▶ Exercise aim: Print the whole listing below again, exactly as given.

====== Data records ======

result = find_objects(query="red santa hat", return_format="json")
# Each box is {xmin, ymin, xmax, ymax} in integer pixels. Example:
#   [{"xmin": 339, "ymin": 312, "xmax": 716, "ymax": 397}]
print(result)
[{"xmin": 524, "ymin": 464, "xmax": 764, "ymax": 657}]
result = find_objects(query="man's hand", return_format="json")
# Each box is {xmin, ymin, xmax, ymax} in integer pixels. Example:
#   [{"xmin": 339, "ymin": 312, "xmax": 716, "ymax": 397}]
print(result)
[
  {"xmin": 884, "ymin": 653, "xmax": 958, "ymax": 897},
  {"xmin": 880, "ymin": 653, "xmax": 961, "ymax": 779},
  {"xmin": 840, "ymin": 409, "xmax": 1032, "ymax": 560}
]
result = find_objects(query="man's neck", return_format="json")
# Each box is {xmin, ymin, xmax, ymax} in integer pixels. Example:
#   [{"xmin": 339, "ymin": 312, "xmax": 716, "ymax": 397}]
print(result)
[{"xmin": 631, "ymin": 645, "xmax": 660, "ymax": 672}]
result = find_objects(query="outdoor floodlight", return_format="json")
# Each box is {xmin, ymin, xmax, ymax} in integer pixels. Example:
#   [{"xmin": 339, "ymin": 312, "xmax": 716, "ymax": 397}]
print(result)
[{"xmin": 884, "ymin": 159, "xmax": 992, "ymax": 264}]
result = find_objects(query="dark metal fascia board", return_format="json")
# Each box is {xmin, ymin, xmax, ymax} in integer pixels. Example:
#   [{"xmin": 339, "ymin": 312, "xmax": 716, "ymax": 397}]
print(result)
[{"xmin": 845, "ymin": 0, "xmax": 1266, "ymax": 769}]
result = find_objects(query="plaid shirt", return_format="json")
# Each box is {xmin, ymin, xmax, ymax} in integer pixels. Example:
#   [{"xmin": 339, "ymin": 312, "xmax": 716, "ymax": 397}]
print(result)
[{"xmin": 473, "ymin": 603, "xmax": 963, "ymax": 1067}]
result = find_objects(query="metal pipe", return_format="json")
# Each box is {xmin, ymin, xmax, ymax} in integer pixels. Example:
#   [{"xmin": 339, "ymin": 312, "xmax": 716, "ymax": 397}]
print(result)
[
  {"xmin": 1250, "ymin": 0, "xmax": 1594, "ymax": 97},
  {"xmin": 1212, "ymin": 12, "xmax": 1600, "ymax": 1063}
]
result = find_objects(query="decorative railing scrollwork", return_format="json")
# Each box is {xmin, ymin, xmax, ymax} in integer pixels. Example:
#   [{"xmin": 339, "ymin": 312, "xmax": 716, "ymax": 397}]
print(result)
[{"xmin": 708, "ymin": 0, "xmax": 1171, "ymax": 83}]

======

▶ Finished task:
result = find_objects(query="red santa hat", return_format="json")
# Each box is {xmin, ymin, xmax, ymax} in integer pixels. Example:
#   [{"xmin": 339, "ymin": 312, "xmax": 716, "ymax": 397}]
print(result)
[{"xmin": 524, "ymin": 464, "xmax": 764, "ymax": 657}]
result = find_objects(query="man's hand", return_format="json")
# Each box is {xmin, ymin, xmax, ymax} in integer pixels. Example:
#   [{"xmin": 339, "ymin": 312, "xmax": 716, "ymax": 397}]
print(result)
[
  {"xmin": 884, "ymin": 653, "xmax": 958, "ymax": 897},
  {"xmin": 880, "ymin": 653, "xmax": 961, "ymax": 779},
  {"xmin": 840, "ymin": 409, "xmax": 1032, "ymax": 560}
]
result = find_objects(query="man's neck", return_format="json")
# Each box is {xmin, ymin, xmax, ymax} in integer pixels. Example:
#   [{"xmin": 339, "ymin": 312, "xmax": 716, "ymax": 397}]
print(result)
[{"xmin": 631, "ymin": 645, "xmax": 660, "ymax": 672}]
result = find_objects(query="outdoor floodlight", return_format="json")
# Each box is {xmin, ymin, xmax, ymax} in integer pixels. Example:
#   [{"xmin": 339, "ymin": 312, "xmax": 716, "ymax": 397}]
print(result)
[{"xmin": 884, "ymin": 159, "xmax": 992, "ymax": 264}]
result = find_objects(query="dark metal fascia board", return_format="json")
# Each box is {xmin, ymin, xmax, ymax} in integer pixels. Example:
#   [{"xmin": 339, "ymin": 312, "xmax": 716, "ymax": 397}]
print(result)
[{"xmin": 845, "ymin": 0, "xmax": 1266, "ymax": 769}]
result = find_objects(query="plaid shirt", return_format="json")
# Each box is {xmin, ymin, xmax, ymax} in integer pixels. Example:
#   [{"xmin": 339, "ymin": 312, "xmax": 716, "ymax": 397}]
print(result)
[{"xmin": 473, "ymin": 603, "xmax": 963, "ymax": 1067}]
result = find_objects(query="metal pipe", return_format="json")
# Each box is {xmin, ymin, xmax, ymax} in integer pixels. Example:
#   [{"xmin": 339, "ymin": 312, "xmax": 716, "ymax": 397}]
print(result)
[
  {"xmin": 1250, "ymin": 0, "xmax": 1594, "ymax": 97},
  {"xmin": 1212, "ymin": 12, "xmax": 1600, "ymax": 1063}
]
result = find_objects(query="decorative railing scrollwork", return_format="json")
# Each box is {xmin, ymin, xmax, ymax} in integer pixels. Example:
#   [{"xmin": 339, "ymin": 312, "xmax": 716, "ymax": 397}]
print(result)
[{"xmin": 708, "ymin": 0, "xmax": 1171, "ymax": 83}]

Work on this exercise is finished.